# [Task details]
Shift every bounding-box coordinate in the answers by adding -137, leaving the requests and their notation samples unchanged. Reproduce the entries in full, beginning at the line that contains "Please examine the UI shown here and identify the blue" and stopping after the line that contains "xmin=0 ymin=26 xmax=544 ymax=499".

# [Input]
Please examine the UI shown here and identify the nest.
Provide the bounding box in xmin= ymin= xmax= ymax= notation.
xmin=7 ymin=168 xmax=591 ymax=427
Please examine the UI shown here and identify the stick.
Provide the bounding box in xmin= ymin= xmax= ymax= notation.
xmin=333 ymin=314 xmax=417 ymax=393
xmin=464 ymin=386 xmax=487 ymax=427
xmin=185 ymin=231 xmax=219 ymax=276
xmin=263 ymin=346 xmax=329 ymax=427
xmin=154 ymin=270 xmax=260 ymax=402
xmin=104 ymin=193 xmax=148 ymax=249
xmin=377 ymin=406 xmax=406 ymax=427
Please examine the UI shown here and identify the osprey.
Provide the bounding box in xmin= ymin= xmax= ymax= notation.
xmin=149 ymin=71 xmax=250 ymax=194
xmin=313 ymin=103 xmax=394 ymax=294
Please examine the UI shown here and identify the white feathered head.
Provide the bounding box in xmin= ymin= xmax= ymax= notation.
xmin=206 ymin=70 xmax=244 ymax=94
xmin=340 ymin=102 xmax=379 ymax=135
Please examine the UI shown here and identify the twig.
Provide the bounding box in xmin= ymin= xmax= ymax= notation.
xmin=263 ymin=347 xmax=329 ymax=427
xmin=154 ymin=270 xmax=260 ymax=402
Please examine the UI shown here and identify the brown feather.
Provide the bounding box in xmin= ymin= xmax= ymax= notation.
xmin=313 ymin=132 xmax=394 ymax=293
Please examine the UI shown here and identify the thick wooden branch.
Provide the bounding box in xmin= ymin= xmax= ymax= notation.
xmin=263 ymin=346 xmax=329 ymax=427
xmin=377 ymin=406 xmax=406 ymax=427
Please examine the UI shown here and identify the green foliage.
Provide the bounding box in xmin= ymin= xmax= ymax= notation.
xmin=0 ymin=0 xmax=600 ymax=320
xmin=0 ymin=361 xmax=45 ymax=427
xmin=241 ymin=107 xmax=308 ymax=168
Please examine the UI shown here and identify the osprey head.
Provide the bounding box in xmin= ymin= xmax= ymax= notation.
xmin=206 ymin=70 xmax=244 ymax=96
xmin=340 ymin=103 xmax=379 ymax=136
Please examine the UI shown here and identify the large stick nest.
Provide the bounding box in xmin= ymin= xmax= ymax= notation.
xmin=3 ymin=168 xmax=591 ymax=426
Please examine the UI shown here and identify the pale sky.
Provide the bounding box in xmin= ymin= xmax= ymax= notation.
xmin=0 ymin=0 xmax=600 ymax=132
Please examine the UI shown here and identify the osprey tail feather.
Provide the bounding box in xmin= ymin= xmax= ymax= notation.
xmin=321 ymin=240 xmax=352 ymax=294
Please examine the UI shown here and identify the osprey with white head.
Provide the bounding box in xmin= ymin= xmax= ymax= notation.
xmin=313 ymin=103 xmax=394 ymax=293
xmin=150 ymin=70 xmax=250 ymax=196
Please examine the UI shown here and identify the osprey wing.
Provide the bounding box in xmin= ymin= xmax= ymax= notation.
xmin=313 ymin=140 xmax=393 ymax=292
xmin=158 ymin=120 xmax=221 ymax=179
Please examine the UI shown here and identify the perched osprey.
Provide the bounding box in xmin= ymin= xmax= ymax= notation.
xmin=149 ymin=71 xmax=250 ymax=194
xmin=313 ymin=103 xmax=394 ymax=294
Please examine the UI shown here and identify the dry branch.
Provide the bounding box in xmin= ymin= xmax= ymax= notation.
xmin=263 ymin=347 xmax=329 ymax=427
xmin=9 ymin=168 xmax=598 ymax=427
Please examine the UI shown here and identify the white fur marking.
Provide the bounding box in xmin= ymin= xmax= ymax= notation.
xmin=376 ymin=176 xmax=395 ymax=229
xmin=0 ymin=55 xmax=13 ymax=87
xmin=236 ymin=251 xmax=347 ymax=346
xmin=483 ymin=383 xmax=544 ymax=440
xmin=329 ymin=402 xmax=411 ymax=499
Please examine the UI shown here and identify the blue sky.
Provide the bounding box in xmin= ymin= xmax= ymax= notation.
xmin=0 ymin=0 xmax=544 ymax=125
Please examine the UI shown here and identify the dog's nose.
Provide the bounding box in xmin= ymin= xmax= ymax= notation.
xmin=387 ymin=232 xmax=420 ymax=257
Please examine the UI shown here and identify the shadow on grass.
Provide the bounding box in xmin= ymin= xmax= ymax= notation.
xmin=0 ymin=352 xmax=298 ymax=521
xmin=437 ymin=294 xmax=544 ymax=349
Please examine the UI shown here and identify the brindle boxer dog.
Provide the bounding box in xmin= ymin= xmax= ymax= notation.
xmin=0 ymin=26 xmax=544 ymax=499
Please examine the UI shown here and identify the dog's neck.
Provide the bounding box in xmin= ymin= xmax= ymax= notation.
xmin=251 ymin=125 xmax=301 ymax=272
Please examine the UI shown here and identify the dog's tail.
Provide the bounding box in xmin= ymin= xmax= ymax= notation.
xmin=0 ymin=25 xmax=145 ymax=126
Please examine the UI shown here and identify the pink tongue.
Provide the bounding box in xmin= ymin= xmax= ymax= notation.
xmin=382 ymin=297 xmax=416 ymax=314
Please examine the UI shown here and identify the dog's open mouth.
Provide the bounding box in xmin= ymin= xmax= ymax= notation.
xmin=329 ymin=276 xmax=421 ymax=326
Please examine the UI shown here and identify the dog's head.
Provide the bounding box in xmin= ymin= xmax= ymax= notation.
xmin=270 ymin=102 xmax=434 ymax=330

# [Response to the exercise]
Please examine the UI shown here and identify the blue sky.
Provide the bounding box in xmin= ymin= xmax= ymax= notation.
xmin=-137 ymin=-137 xmax=407 ymax=-12
Please examine the UI shown here and identify the dog's nose.
Provide the bounding box in xmin= ymin= xmax= ymax= notation.
xmin=250 ymin=95 xmax=283 ymax=120
Please examine the UI shown here and identify the shadow on grass.
Provide the bounding box in xmin= ymin= xmax= ymax= notation.
xmin=-137 ymin=215 xmax=161 ymax=384
xmin=300 ymin=157 xmax=407 ymax=212
Please examine the UI shown here and identify the brindle boxer dog.
Provide the bounding box in xmin= ymin= xmax= ymax= notation.
xmin=-137 ymin=-111 xmax=407 ymax=362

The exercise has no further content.